■ Work to do:
**a.** Decide whether each statement agrees with the passage on interest rates, answering yes or no and quoting the words that settle it: (i) Charles Bean and Marian Bell lost the vote 7:2; (ii) the government's inflation target is 3.5%; (iii) Mervyn King said consumption of services appears more resilient than sales of goods.
**b.** Return, word for word, the part of the passage on interest rates that opens with the words "Last night, Mervyn" and closes with "risks to inflation.".

The City was last night braced for the first cut in interest rates for two years after the Bank of England's chief economist warned that the weakness of growth required cheaper borrowing.

Charles Bean prompted speculation of an August boost to consumer spending and the dormant housing market when it was revealed that he was one of two members of the Bank's monetary policy committee voting for a reduction in rates earlier this month.

Minutes of the MPC's monthly meeting showed that Mr Bean and fellow committee member Marian Bell were the first to vote for an easing of policy since the summer of 2003. Although they were outvoted 7:2 on the nine-strong committee, City analysts said there had been a marked change from the previous month, when there had been talk of rates increasing.

"June's MPC minutes offered strong support for our view that interest rates will be falling as early as August," said Jonathan Loynes of Capital Economics. He added that rates were likely to fall more rapidly than the City was expecting and would reach 3.5% by the middle of next year.

Last night, Mervyn King, the Bank's governor, sought to dampen speculation about an imminent move in rates. In his annual speech to the City at the Mansion House, Mr King acknowledged that consumer spending had been weak in recent months but warned that there were upside as well as downside risks to inflation.

The Bank's task is to hit the government's 2% inflation target, and the governor said it was hard to know whether the rise from 1.1% to 1.9% during the past six months reflected sustained upward pressure.

"The weakness in sales of goods on the high street has been marked," Mr King said. "Nevertheless, consumption of services appears, at least so far, to be more resilient. So it is possible that we are seeing a temporary slowdown in spending, although we cannot be sure."

■ Stored rows:
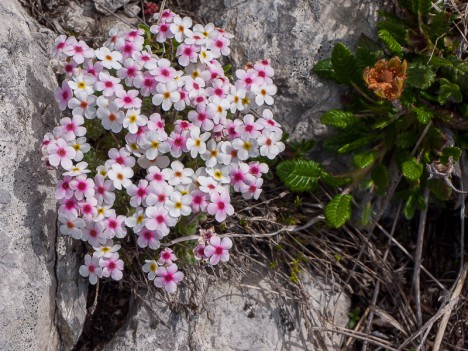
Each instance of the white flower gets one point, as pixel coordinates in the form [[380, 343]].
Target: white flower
[[133, 119], [167, 95], [177, 174], [110, 59], [120, 176]]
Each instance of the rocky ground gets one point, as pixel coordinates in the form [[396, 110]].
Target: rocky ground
[[44, 304]]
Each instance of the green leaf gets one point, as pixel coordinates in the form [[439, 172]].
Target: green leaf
[[422, 7], [448, 90], [357, 144], [405, 140], [440, 189], [344, 63], [410, 207], [440, 26], [338, 118], [299, 175], [335, 181], [448, 152], [420, 76], [412, 169], [381, 178], [324, 69], [423, 115], [338, 210], [364, 159], [390, 42]]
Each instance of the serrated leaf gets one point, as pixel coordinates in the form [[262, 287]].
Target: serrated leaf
[[448, 90], [338, 210], [412, 169], [410, 207], [299, 175], [405, 140], [338, 118], [420, 76], [344, 63], [422, 7], [423, 115], [356, 144], [335, 181], [364, 159], [390, 42], [381, 178], [439, 189], [454, 152], [324, 69]]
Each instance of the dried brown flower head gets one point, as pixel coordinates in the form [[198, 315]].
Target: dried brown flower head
[[387, 78]]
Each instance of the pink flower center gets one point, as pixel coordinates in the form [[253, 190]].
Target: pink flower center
[[62, 152]]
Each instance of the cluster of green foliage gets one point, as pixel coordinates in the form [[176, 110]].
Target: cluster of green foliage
[[425, 129]]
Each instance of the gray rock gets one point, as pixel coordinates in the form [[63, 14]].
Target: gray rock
[[27, 208], [294, 35], [72, 291], [132, 10], [108, 7], [247, 316], [77, 17]]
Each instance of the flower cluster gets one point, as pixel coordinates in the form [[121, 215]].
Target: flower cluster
[[196, 116]]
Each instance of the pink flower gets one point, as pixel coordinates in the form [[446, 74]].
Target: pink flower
[[63, 95], [60, 153], [91, 269], [218, 250], [112, 266], [167, 257], [168, 278], [149, 238], [220, 205], [127, 99]]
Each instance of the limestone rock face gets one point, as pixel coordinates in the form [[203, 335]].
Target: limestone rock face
[[247, 316], [294, 34], [27, 205], [108, 7]]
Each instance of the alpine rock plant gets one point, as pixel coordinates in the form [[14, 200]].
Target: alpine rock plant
[[154, 131]]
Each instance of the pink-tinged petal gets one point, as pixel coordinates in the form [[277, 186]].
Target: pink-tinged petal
[[209, 251], [159, 282], [172, 269], [226, 243], [178, 276], [215, 241], [84, 271], [225, 256], [116, 274], [93, 279], [171, 287], [214, 260], [220, 216]]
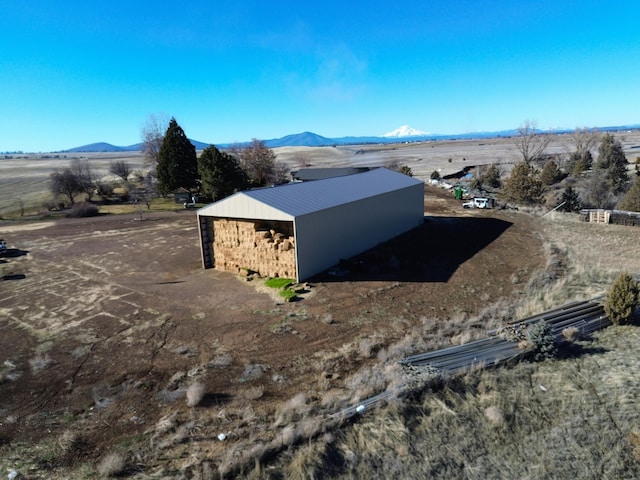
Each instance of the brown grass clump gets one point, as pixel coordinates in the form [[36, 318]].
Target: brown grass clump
[[494, 415], [253, 393], [195, 394], [112, 465]]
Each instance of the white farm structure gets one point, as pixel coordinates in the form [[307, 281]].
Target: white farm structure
[[299, 230]]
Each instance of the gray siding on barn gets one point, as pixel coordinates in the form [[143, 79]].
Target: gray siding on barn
[[334, 218], [325, 237]]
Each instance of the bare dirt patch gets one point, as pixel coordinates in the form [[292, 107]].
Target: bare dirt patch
[[110, 319]]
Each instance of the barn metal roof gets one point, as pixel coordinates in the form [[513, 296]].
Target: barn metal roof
[[286, 202]]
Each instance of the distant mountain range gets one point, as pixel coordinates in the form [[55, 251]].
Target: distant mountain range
[[403, 134]]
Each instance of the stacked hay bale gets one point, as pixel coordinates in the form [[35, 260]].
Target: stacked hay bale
[[242, 245]]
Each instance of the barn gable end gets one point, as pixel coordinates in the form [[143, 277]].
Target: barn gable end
[[299, 230]]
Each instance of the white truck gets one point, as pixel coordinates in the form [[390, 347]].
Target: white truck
[[477, 202]]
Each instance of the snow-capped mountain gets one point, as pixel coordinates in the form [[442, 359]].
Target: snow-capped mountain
[[405, 131]]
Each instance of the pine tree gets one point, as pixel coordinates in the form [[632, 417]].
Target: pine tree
[[611, 158], [491, 177], [631, 201], [622, 299], [220, 173], [551, 174], [177, 162], [571, 200]]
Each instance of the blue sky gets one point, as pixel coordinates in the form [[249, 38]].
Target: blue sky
[[78, 72]]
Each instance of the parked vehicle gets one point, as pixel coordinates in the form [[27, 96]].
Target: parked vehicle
[[478, 202]]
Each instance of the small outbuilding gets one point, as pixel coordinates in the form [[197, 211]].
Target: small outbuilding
[[301, 229]]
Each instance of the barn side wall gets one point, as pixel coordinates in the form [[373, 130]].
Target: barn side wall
[[267, 247], [325, 237]]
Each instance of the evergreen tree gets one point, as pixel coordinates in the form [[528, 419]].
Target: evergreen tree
[[491, 176], [611, 158], [622, 299], [177, 162], [631, 201], [523, 185], [579, 162], [220, 173], [551, 174], [571, 200]]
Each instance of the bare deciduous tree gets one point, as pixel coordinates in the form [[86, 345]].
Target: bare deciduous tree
[[258, 161], [120, 168], [153, 132], [529, 142], [584, 140], [76, 179]]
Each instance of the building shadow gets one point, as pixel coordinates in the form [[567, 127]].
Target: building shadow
[[431, 252], [15, 252]]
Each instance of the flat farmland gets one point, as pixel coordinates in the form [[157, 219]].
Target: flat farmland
[[108, 323]]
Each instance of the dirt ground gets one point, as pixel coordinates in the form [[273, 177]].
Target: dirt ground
[[106, 321]]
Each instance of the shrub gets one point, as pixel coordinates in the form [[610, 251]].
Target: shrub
[[195, 394], [541, 339], [83, 209], [622, 299]]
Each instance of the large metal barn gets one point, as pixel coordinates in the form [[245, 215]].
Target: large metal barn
[[301, 229]]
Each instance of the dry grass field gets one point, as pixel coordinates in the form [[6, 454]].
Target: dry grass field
[[121, 357]]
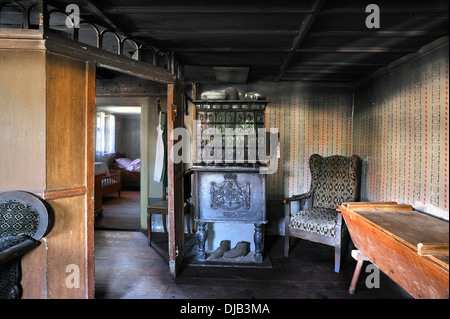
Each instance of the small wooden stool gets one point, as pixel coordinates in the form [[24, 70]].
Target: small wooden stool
[[160, 208], [360, 258]]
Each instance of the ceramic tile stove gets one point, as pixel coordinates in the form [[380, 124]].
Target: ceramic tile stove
[[229, 186]]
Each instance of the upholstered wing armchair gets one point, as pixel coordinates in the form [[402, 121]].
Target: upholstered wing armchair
[[334, 180]]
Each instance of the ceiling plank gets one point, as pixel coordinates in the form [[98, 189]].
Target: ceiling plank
[[231, 49], [170, 33], [380, 34], [95, 9], [357, 50], [304, 28], [386, 9]]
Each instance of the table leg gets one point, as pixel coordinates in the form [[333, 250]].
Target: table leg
[[258, 236]]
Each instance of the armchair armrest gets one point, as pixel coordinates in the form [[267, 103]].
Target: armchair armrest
[[297, 198]]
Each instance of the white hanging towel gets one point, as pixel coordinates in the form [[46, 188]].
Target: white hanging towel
[[159, 159]]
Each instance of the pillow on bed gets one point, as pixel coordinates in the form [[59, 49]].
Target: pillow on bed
[[123, 162], [134, 166]]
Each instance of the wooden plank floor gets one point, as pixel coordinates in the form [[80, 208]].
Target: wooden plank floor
[[127, 268], [120, 213]]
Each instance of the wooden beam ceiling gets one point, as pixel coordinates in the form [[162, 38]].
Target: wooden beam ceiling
[[291, 40]]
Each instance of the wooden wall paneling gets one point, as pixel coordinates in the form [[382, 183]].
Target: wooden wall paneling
[[66, 249], [22, 120], [90, 158], [66, 121], [70, 184]]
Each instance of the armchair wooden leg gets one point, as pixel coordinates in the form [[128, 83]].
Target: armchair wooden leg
[[164, 223], [358, 267], [149, 229], [337, 257], [286, 245], [287, 220]]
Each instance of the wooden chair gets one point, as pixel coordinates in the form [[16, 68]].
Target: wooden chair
[[334, 180], [161, 208]]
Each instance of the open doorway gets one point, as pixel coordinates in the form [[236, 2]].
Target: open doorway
[[118, 149], [133, 102]]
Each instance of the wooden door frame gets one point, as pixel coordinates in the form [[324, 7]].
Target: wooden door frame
[[145, 104]]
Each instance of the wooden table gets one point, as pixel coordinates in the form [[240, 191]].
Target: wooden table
[[408, 246]]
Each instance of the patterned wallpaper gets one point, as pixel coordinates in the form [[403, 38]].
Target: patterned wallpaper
[[401, 130], [309, 122]]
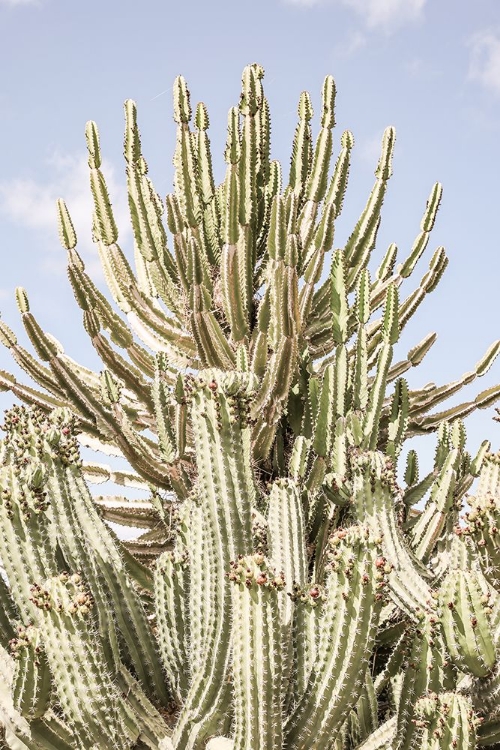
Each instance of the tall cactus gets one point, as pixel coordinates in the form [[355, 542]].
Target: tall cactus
[[295, 583]]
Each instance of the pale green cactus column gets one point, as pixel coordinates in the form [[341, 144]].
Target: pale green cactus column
[[296, 581]]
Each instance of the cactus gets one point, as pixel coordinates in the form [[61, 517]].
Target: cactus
[[294, 582]]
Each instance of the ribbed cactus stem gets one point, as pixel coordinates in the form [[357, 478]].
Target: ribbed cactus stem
[[91, 703], [349, 616], [257, 649]]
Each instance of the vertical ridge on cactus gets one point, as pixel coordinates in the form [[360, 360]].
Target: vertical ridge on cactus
[[295, 583]]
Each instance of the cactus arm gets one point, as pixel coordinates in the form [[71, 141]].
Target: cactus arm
[[227, 495], [8, 613], [49, 733], [465, 623], [32, 682], [28, 363], [377, 392], [29, 395], [364, 720], [256, 638], [351, 607], [373, 503], [91, 703], [170, 589], [398, 419], [287, 552], [359, 244], [302, 147], [338, 184], [431, 522], [145, 211], [112, 574], [426, 226], [446, 720]]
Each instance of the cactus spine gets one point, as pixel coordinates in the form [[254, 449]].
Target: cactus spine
[[293, 584]]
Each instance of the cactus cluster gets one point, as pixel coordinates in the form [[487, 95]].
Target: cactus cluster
[[295, 583]]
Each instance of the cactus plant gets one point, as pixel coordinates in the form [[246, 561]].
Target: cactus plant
[[294, 582]]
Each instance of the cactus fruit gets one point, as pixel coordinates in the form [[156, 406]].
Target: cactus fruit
[[294, 582]]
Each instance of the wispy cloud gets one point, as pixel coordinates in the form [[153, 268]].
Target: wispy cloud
[[32, 203], [350, 44], [484, 65], [385, 15]]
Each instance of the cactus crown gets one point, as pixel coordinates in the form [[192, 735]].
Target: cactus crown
[[284, 590]]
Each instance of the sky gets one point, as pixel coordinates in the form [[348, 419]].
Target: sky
[[430, 69]]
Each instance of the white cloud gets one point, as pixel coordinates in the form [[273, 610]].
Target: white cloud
[[32, 204], [387, 15], [484, 67], [351, 44]]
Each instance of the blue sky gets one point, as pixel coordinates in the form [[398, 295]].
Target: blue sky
[[431, 69]]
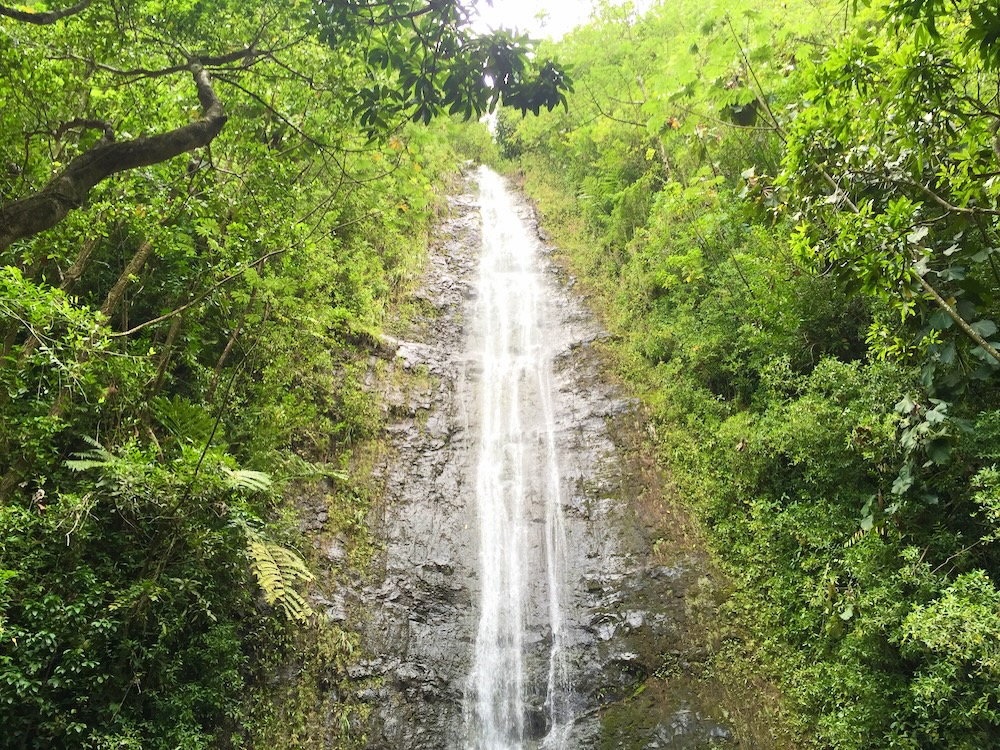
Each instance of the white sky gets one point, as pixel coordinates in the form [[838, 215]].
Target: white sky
[[560, 15]]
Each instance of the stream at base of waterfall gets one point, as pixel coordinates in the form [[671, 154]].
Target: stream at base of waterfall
[[514, 593]]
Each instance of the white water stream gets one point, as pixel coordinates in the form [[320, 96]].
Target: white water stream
[[514, 700]]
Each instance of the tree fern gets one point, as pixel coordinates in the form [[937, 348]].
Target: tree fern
[[278, 570], [94, 458]]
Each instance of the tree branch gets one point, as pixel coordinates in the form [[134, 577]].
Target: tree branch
[[70, 188], [45, 18]]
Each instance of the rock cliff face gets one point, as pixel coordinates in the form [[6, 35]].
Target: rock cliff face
[[624, 614]]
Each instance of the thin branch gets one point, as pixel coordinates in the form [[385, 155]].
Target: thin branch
[[199, 298], [70, 188], [82, 122], [44, 18]]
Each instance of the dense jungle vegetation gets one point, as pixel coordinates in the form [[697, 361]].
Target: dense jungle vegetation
[[788, 213], [206, 210]]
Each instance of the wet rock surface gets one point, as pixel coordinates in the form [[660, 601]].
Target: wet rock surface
[[626, 614]]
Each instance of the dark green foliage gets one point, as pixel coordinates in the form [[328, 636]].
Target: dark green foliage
[[177, 349], [827, 415]]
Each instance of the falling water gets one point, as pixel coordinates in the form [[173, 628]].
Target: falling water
[[514, 699]]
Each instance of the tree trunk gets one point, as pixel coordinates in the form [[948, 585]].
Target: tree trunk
[[70, 188]]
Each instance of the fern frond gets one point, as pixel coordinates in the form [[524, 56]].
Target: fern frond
[[95, 458], [255, 481], [277, 569], [187, 422]]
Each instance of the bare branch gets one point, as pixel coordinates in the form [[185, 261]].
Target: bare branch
[[70, 188], [82, 122]]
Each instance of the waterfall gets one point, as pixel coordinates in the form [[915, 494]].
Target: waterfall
[[514, 698]]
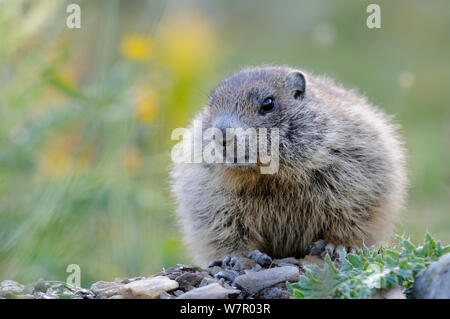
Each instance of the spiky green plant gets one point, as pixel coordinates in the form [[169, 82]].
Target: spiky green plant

■ Final results:
**a.**
(i) Yes: "they were outvoted 7:2 on the nine-strong committee"
(ii) No: "the government's 2% inflation target"
(iii) Yes: "consumption of services appears, at least so far, to be more resilient"

**b.**
Last night, Mervyn King, the Bank's governor, sought to dampen speculation about an imminent move in rates. In his annual speech to the City at the Mansion House, Mr King acknowledged that consumer spending had been weak in recent months but warned that there were upside as well as downside risks to inflation.